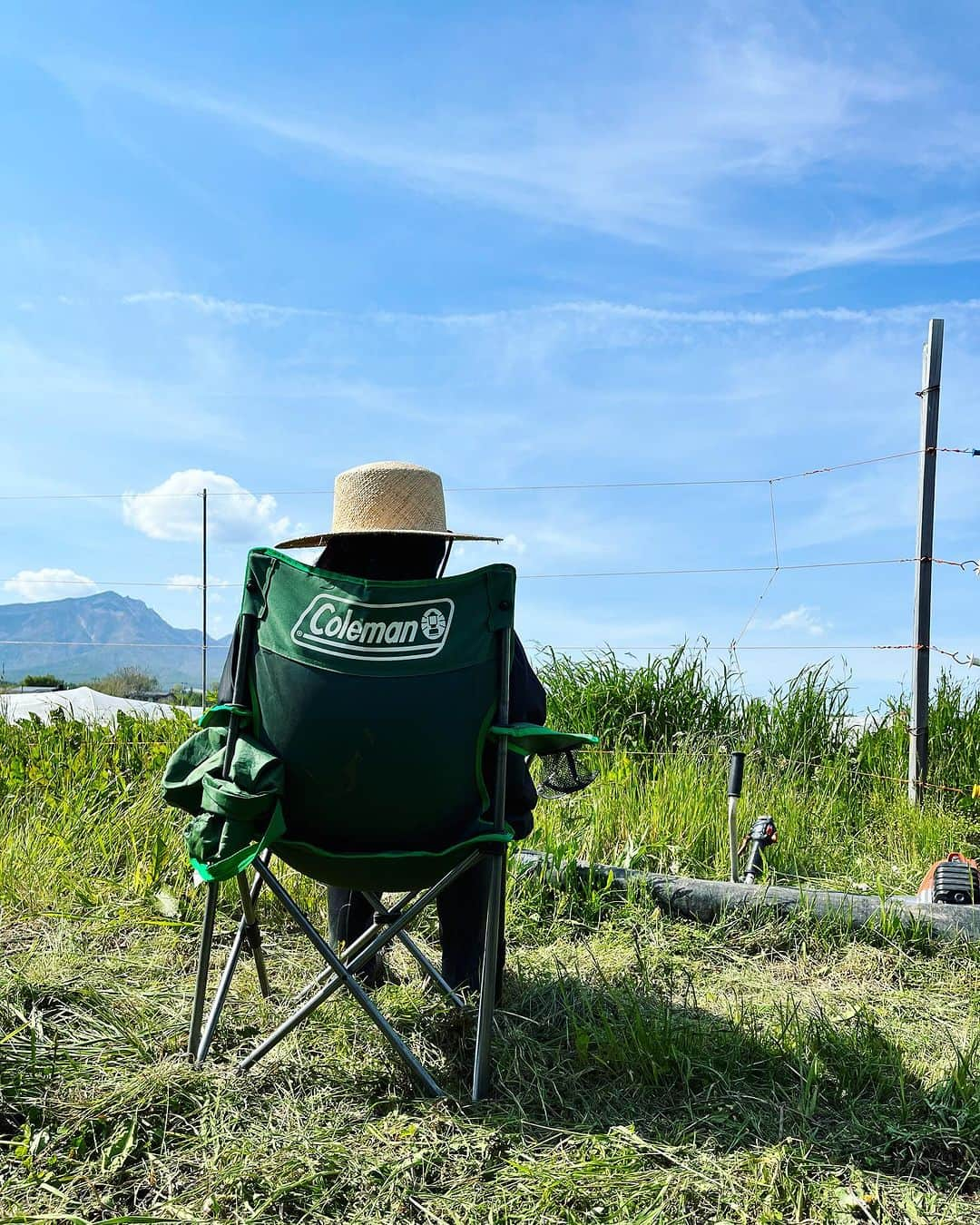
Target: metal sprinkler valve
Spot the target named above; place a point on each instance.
(761, 836)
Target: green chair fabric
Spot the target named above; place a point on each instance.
(359, 756)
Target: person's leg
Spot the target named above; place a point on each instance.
(350, 916)
(462, 927)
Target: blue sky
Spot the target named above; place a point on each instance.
(522, 244)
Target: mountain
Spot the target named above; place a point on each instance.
(93, 634)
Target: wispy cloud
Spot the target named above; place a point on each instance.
(802, 619)
(172, 510)
(48, 583)
(591, 312)
(675, 147)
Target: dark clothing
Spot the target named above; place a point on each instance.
(462, 906)
(462, 913)
(527, 706)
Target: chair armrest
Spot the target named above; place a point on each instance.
(531, 738)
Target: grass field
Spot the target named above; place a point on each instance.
(647, 1070)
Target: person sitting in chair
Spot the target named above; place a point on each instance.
(389, 524)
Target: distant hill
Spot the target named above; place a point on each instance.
(81, 639)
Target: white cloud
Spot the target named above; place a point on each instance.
(651, 152)
(185, 582)
(616, 322)
(804, 618)
(48, 583)
(172, 511)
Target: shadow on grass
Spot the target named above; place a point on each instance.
(588, 1051)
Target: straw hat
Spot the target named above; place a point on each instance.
(387, 496)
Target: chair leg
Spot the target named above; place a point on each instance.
(203, 966)
(422, 958)
(249, 897)
(487, 980)
(343, 975)
(252, 933)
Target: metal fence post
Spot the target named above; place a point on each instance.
(203, 598)
(923, 612)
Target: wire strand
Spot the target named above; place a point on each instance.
(505, 489)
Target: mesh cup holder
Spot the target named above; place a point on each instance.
(564, 774)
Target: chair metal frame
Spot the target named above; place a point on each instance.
(388, 924)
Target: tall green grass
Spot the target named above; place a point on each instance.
(647, 1071)
(80, 806)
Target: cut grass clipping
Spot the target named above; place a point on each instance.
(647, 1070)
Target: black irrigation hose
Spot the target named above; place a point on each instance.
(707, 900)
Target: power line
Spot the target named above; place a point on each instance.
(595, 573)
(98, 646)
(507, 489)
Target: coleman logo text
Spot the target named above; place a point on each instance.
(335, 625)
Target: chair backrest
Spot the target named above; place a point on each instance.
(377, 696)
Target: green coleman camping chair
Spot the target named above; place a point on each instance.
(353, 750)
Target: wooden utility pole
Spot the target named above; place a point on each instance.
(923, 615)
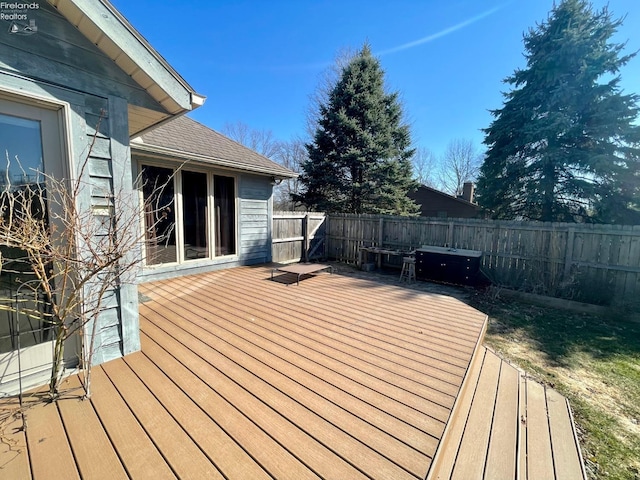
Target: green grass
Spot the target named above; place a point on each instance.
(594, 361)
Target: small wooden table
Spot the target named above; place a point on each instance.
(379, 252)
(302, 269)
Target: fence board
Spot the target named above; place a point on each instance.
(579, 261)
(288, 235)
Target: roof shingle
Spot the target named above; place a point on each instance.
(184, 137)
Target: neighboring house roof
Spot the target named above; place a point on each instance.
(433, 202)
(184, 138)
(107, 28)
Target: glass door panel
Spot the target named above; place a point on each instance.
(194, 215)
(21, 172)
(160, 215)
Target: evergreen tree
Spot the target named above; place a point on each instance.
(564, 147)
(359, 161)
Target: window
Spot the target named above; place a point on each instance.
(194, 215)
(189, 215)
(159, 215)
(31, 143)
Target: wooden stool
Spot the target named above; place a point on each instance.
(408, 272)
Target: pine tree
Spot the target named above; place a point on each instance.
(359, 161)
(564, 147)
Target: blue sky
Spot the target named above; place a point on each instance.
(259, 61)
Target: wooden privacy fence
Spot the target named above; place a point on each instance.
(298, 236)
(594, 263)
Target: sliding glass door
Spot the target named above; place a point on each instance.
(189, 215)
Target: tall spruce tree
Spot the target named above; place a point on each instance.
(359, 161)
(564, 147)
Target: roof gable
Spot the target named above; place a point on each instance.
(106, 28)
(184, 138)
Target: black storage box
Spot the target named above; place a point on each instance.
(449, 265)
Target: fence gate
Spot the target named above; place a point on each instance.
(298, 236)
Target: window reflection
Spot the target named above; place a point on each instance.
(194, 216)
(21, 175)
(160, 215)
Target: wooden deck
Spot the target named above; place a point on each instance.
(240, 377)
(507, 426)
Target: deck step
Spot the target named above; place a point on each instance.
(507, 426)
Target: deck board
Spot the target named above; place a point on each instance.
(49, 449)
(249, 373)
(447, 452)
(14, 461)
(319, 458)
(310, 371)
(86, 436)
(230, 459)
(502, 454)
(507, 426)
(478, 429)
(303, 326)
(563, 442)
(340, 377)
(539, 456)
(137, 451)
(184, 456)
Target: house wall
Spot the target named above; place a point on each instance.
(60, 65)
(437, 204)
(254, 230)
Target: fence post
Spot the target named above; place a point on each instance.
(568, 253)
(305, 238)
(450, 234)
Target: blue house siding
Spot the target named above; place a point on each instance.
(61, 65)
(254, 217)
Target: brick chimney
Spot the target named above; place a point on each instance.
(467, 191)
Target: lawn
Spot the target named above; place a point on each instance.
(594, 360)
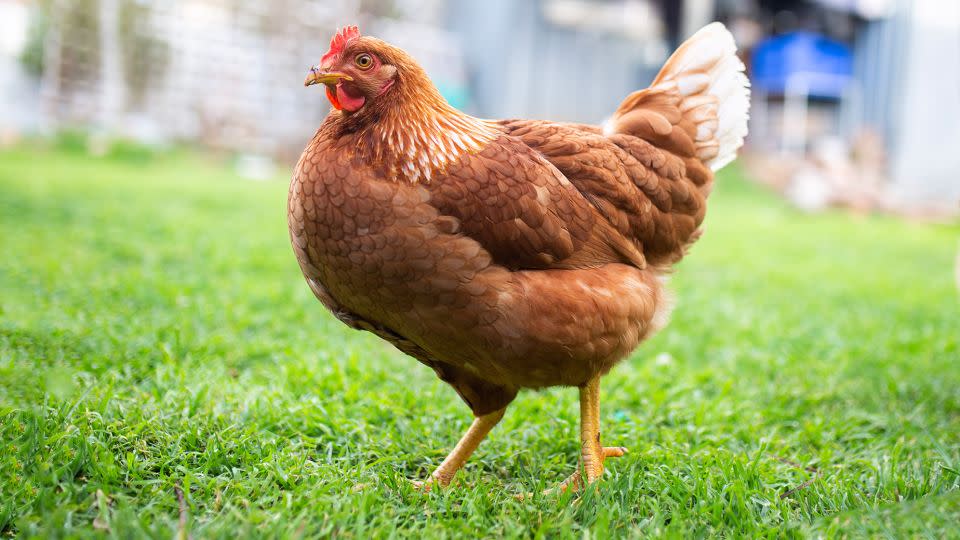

************

■ **What is asked**
Convert the rows above into a Markdown table with the columns Index and Entry, one line per table row and numbered in order. Omit blank lines and the pictures.

■ **Output for this task**
| Index | Entry |
|---|---|
| 1 | Target: metal sprinkler valve |
| 2 | Spot the target named above; place a point on each instance. |
| 3 | (761, 836) |
| 4 | Target: green chair fabric |
| 5 | Spot the target named above; place a point on each instance. |
| 6 | (359, 756) |
| 7 | Target: person's leg |
| 8 | Spot the target named above; place a point on each instance. |
| 9 | (350, 916) |
| 10 | (462, 927) |
| 11 | Target: blue sky |
| 12 | Spot the target named above; place a point on each instance. |
| 13 | (522, 244) |
| 14 | Target: mountain |
| 15 | Spot the target named above; place a point on each instance. |
| 16 | (93, 634) |
| 17 | Target: wispy cloud |
| 18 | Spot the target named above; place a point on each instance. |
| 19 | (802, 619) |
| 20 | (172, 510) |
| 21 | (48, 583) |
| 22 | (591, 312) |
| 23 | (675, 147) |
| 24 | Target: dark clothing |
| 25 | Spot the target named above; place a point on each instance. |
| 26 | (462, 906) |
| 27 | (462, 913) |
| 28 | (527, 706) |
| 29 | Target: chair armrest |
| 30 | Spot the target named above; place a point on each instance. |
| 31 | (531, 738) |
| 32 | Target: grass field |
| 33 | Spot the target named above; place a point on each instance. |
| 34 | (647, 1070) |
| 35 | Target: person sitting in chair |
| 36 | Spot the target named above; place a point on each instance. |
| 37 | (389, 524) |
| 38 | Target: distant hill |
| 39 | Spot the target named above; place a point on each instance. |
| 40 | (81, 639) |
| 41 | Target: white cloud |
| 42 | Spot the target named above; place a point on each instance. |
| 43 | (651, 152) |
| 44 | (185, 582) |
| 45 | (616, 322) |
| 46 | (804, 618) |
| 47 | (48, 583) |
| 48 | (172, 511) |
| 49 | Target: shadow on grass |
| 50 | Spot the target named above; place a point on each instance. |
| 51 | (588, 1051) |
| 52 | Target: straw hat |
| 53 | Spot the target named above; place a point on each instance. |
| 54 | (387, 496) |
| 55 | Target: chair leg |
| 56 | Spot the target named above; place a point on each instance. |
| 57 | (203, 966) |
| 58 | (422, 958) |
| 59 | (249, 897) |
| 60 | (487, 980) |
| 61 | (343, 975) |
| 62 | (252, 933) |
| 63 | Target: metal fence post |
| 64 | Spot the target named above; place a point on each instance. |
| 65 | (203, 598) |
| 66 | (923, 612) |
| 67 | Target: wire strand |
| 68 | Spot the target named above; place a point on each instance. |
| 69 | (505, 489) |
| 70 | Target: mesh cup holder |
| 71 | Spot the target named above; place a point on each instance. |
| 72 | (564, 774) |
| 73 | Target: chair metal frame |
| 74 | Spot the target named above; place a point on each instance. |
| 75 | (388, 924) |
| 76 | Target: tall green grass |
| 77 | Spot the target named above; place a point on each instance. |
| 78 | (647, 1071) |
| 79 | (80, 806) |
| 80 | Target: cut grass clipping |
| 81 | Spot the target named above; place a point on each instance. |
| 82 | (647, 1070) |
| 83 | Target: black irrigation hose |
| 84 | Spot the target named above; place a point on each instance. |
| 85 | (707, 900) |
| 86 | Target: power line |
| 87 | Spot the target named above; place a point on each instance. |
| 88 | (595, 573) |
| 89 | (98, 646) |
| 90 | (507, 489) |
| 91 | Target: coleman logo text |
| 92 | Spot the target named above; place a point on each instance. |
| 93 | (335, 625) |
| 94 | Target: chair backrest |
| 95 | Spot the target named above; place a point on each instance. |
| 96 | (377, 696) |
| 97 | Target: green coleman camping chair |
| 98 | Spot the target named above; place a point on each instance. |
| 99 | (353, 750) |
| 100 | Target: wooden utility pole |
| 101 | Spot the target named above; place a point on each instance. |
| 102 | (923, 615) |
| 103 | Target: green grass |
| 104 | Spot the target named above; place a point on each instance. |
| 105 | (594, 361) |
| 106 | Target: small wooden table |
| 107 | Spot the target named above; place a point on each instance. |
| 108 | (379, 252) |
| 109 | (302, 269) |
| 110 | Target: fence board |
| 111 | Spot the target named above; place a point on each instance. |
| 112 | (579, 261) |
| 113 | (288, 235) |
| 114 | Target: roof shingle |
| 115 | Spot the target named above; place a point on each instance. |
| 116 | (184, 137) |
| 117 | Target: neighboring house roof |
| 118 | Spot the target named above; place a point on each instance. |
| 119 | (433, 202) |
| 120 | (184, 138) |
| 121 | (107, 28) |
| 122 | Target: glass door panel |
| 123 | Spot the target named above; place a point on each instance. |
| 124 | (194, 215) |
| 125 | (21, 172) |
| 126 | (160, 215) |
| 127 | Target: evergreen tree |
| 128 | Spot the target named above; place a point on each instance. |
| 129 | (564, 147) |
| 130 | (359, 161) |
| 131 | Target: window |
| 132 | Spot the target named above; place a point on each instance. |
| 133 | (194, 215) |
| 134 | (189, 215) |
| 135 | (159, 215) |
| 136 | (31, 143) |
| 137 | Target: wooden stool |
| 138 | Spot the target named above; place a point on each instance. |
| 139 | (408, 272) |
| 140 | Target: pine tree |
| 141 | Spot the target named above; place a point on each instance. |
| 142 | (359, 161) |
| 143 | (564, 147) |
| 144 | Target: blue sky |
| 145 | Spot the target named above; place a point on each instance. |
| 146 | (259, 61) |
| 147 | Target: wooden privacy fence |
| 148 | Spot the target named above; place a point on each instance. |
| 149 | (298, 236) |
| 150 | (594, 263) |
| 151 | Target: sliding glass door |
| 152 | Spot the target named above; place a point on each instance. |
| 153 | (189, 215) |
| 154 | Target: tall spruce tree |
| 155 | Spot the target named above; place a point on each instance. |
| 156 | (359, 161) |
| 157 | (564, 147) |
| 158 | Target: roof gable |
| 159 | Spot the target named above; place a point on each instance. |
| 160 | (106, 28) |
| 161 | (184, 138) |
| 162 | Target: black storage box |
| 163 | Spot the target named above; place a point on each instance. |
| 164 | (449, 265) |
| 165 | Target: fence gate |
| 166 | Spot the target named above; place a point on each instance. |
| 167 | (298, 236) |
| 168 | Target: window reflection |
| 169 | Spot the target named above; place a point on each instance. |
| 170 | (194, 216) |
| 171 | (21, 175) |
| 172 | (160, 215) |
| 173 | Target: wooden deck |
| 174 | Spot the target named above; place a point on each instance. |
| 175 | (240, 377) |
| 176 | (507, 426) |
| 177 | Target: deck step |
| 178 | Spot the target named above; place a point on each instance. |
| 179 | (507, 426) |
| 180 | Target: deck board |
| 181 | Spot the target named above; place a point on each instance. |
| 182 | (49, 449) |
| 183 | (249, 373) |
| 184 | (447, 452) |
| 185 | (14, 461) |
| 186 | (319, 458) |
| 187 | (310, 371) |
| 188 | (86, 436) |
| 189 | (230, 459) |
| 190 | (502, 454) |
| 191 | (507, 426) |
| 192 | (478, 429) |
| 193 | (303, 326) |
| 194 | (563, 442) |
| 195 | (340, 377) |
| 196 | (539, 456) |
| 197 | (137, 451) |
| 198 | (184, 456) |
| 199 | Target: house wall |
| 200 | Spot the target named above; place a point on each instance. |
| 201 | (60, 65) |
| 202 | (437, 204) |
| 203 | (254, 230) |
| 204 | Target: fence post |
| 205 | Spot the target named above; place a point on each instance. |
| 206 | (568, 253) |
| 207 | (305, 238) |
| 208 | (450, 234) |
| 209 | Target: blue house siding |
| 210 | Spot the target named above; place a point on each instance. |
| 211 | (61, 65) |
| 212 | (254, 217) |
| 213 | Target: brick chimney |
| 214 | Spot the target named above; place a point on each instance. |
| 215 | (467, 191) |
| 216 | Target: lawn |
| 217 | Spot the target named above; place a point on each instance. |
| 218 | (594, 360) |